• **Entries provided**:
##############################
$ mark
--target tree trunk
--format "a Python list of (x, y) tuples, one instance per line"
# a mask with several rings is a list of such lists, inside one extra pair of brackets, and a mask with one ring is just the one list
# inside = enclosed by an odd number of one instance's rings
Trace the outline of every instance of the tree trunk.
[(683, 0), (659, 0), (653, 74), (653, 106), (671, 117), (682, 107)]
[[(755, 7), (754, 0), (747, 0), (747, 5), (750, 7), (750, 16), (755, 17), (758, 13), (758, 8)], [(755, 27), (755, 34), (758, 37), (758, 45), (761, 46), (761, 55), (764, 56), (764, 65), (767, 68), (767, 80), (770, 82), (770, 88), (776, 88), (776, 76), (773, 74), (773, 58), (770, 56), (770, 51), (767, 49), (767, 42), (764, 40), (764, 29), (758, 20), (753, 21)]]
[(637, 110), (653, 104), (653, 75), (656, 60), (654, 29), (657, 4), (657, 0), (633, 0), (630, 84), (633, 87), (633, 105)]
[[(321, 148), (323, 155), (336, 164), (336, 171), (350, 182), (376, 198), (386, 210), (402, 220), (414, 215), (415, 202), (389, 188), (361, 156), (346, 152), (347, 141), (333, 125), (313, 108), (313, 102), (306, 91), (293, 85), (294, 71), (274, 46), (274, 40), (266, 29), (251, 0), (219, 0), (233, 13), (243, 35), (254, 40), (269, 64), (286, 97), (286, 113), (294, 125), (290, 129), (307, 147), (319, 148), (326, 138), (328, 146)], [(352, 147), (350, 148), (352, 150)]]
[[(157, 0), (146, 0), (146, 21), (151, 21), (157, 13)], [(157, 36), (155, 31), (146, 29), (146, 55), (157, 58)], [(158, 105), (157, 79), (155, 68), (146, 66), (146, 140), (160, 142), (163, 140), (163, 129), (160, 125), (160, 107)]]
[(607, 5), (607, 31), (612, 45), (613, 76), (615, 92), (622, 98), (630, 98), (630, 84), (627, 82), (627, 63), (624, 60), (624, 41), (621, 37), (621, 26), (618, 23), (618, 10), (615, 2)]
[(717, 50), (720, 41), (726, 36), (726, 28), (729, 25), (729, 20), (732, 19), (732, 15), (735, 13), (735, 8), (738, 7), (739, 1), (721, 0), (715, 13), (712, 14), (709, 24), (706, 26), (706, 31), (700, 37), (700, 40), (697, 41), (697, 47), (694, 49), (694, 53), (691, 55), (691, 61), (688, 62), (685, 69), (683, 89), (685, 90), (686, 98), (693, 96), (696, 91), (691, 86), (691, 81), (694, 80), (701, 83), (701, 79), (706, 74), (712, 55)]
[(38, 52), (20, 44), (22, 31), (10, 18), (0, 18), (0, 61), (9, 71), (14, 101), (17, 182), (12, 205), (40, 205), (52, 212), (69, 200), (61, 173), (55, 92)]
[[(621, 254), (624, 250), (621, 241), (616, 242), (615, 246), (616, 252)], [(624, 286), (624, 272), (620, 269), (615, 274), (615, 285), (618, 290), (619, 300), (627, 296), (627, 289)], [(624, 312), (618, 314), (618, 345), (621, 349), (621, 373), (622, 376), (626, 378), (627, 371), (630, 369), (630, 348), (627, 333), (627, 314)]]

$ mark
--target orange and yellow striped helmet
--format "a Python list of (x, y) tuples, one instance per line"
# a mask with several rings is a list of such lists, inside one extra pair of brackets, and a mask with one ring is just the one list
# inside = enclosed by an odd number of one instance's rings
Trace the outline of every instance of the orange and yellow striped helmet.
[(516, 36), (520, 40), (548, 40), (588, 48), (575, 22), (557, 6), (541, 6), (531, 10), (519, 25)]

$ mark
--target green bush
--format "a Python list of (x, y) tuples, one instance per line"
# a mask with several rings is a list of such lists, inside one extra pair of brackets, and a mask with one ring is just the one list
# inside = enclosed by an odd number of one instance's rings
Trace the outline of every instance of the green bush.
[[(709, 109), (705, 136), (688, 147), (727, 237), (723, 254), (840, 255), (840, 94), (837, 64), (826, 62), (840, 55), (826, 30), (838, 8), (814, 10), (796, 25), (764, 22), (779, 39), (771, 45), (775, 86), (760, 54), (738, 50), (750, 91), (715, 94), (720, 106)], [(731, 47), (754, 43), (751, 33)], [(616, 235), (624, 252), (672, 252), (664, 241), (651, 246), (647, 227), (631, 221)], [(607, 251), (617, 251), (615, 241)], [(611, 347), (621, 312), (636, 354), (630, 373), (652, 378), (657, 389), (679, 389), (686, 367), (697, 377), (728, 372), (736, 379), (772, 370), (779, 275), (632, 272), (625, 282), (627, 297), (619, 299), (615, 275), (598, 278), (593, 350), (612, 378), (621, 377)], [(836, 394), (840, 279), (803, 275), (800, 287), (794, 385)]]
##############################
• **Goal of the exercise**:
The task calls for all the records above to be repeated exactly.

• **Finished exercise**:
$ mark
--target tree trunk
--format "a Python list of (x, y) tuples, one instance per line"
# a mask with several rings is a list of such lists, inside one extra pair of brackets, and a mask with one ring is just the one list
# inside = enclosed by an odd number of one instance's rings
Trace the outline of every instance of the tree trunk.
[(683, 0), (659, 0), (653, 74), (653, 106), (671, 117), (682, 107)]
[[(755, 7), (754, 0), (747, 0), (747, 5), (750, 7), (750, 16), (755, 17), (758, 13), (758, 8)], [(755, 27), (755, 34), (758, 37), (758, 45), (761, 46), (761, 55), (764, 56), (764, 65), (767, 68), (767, 80), (770, 82), (770, 88), (776, 88), (776, 76), (773, 74), (773, 58), (770, 56), (770, 51), (767, 49), (767, 42), (764, 40), (764, 29), (758, 20), (753, 21)]]
[(637, 110), (653, 104), (653, 75), (656, 60), (654, 29), (657, 4), (657, 0), (633, 0), (630, 84), (633, 87), (633, 105)]
[[(321, 148), (323, 155), (336, 164), (336, 171), (350, 182), (376, 198), (386, 210), (402, 220), (414, 215), (415, 202), (389, 188), (361, 156), (346, 152), (347, 141), (333, 125), (313, 108), (313, 102), (306, 91), (293, 85), (294, 71), (274, 46), (274, 40), (266, 29), (251, 0), (219, 0), (233, 13), (243, 35), (254, 40), (269, 64), (286, 97), (286, 113), (294, 125), (290, 129), (307, 147), (319, 148), (326, 138), (328, 146)], [(352, 147), (350, 148), (352, 150)]]
[[(157, 0), (146, 0), (146, 21), (151, 21), (157, 13)], [(157, 36), (155, 31), (146, 29), (146, 55), (157, 58)], [(158, 105), (157, 79), (155, 68), (146, 66), (146, 140), (160, 142), (163, 140), (163, 129), (160, 125), (160, 107)]]
[(607, 5), (607, 31), (612, 45), (613, 76), (615, 92), (622, 98), (630, 98), (630, 84), (627, 82), (627, 63), (624, 60), (624, 41), (621, 37), (621, 26), (618, 23), (618, 10), (615, 2)]
[(717, 50), (720, 41), (726, 36), (726, 28), (729, 25), (729, 20), (732, 19), (732, 15), (735, 13), (735, 8), (738, 7), (739, 1), (721, 0), (715, 13), (712, 14), (709, 24), (706, 26), (706, 31), (700, 37), (700, 40), (697, 41), (697, 47), (694, 49), (694, 53), (691, 55), (691, 61), (688, 62), (685, 69), (683, 89), (685, 90), (686, 98), (693, 96), (696, 91), (691, 86), (691, 81), (694, 80), (701, 83), (701, 79), (706, 74), (712, 55)]
[(38, 52), (20, 44), (22, 31), (10, 18), (0, 18), (0, 61), (9, 71), (14, 101), (17, 182), (12, 205), (40, 205), (52, 212), (69, 200), (61, 173), (55, 92)]
[[(621, 254), (624, 250), (621, 241), (616, 242), (615, 246), (616, 252)], [(624, 286), (624, 272), (620, 269), (615, 274), (615, 285), (618, 290), (619, 300), (627, 296), (627, 289)], [(624, 312), (618, 314), (618, 345), (621, 349), (621, 373), (622, 376), (626, 378), (627, 371), (630, 369), (630, 348), (627, 333), (627, 314)]]

$ mark
--target orange and yellow striped helmet
--format "a Python list of (x, y) tuples, one instance per line"
# a mask with several rings is a list of such lists, inside one extra pair of brackets, and a mask with one ring is just the one list
# inside = enclosed by an odd number of one instance's rings
Trace the outline of every instance of the orange and yellow striped helmet.
[(516, 36), (520, 40), (548, 40), (588, 48), (575, 22), (557, 6), (541, 6), (531, 10), (519, 25)]

$ mark
--target green bush
--format "a Python list of (x, y) tuples, one instance per line"
# a mask with several rings is a list of such lists, inside one extra pair of brackets, and a mask with one ring is just the one list
# inside = enclosed by an odd number of one instance's rings
Trace the outline of every instance of the green bush.
[[(709, 109), (705, 136), (688, 147), (727, 237), (723, 254), (840, 255), (840, 94), (837, 64), (826, 62), (840, 55), (826, 30), (838, 8), (814, 10), (796, 25), (764, 22), (779, 39), (771, 45), (775, 86), (760, 54), (738, 50), (750, 91), (715, 94), (720, 106)], [(731, 47), (754, 43), (751, 33)], [(616, 235), (624, 252), (672, 252), (664, 241), (651, 246), (647, 227), (631, 221)], [(607, 251), (617, 251), (615, 241)], [(611, 347), (621, 312), (636, 354), (630, 373), (652, 378), (657, 389), (679, 389), (686, 367), (697, 377), (728, 372), (736, 379), (772, 370), (779, 275), (632, 272), (625, 282), (627, 297), (619, 299), (615, 275), (598, 278), (593, 350), (612, 378), (621, 377)], [(836, 394), (840, 279), (803, 275), (800, 287), (794, 385)]]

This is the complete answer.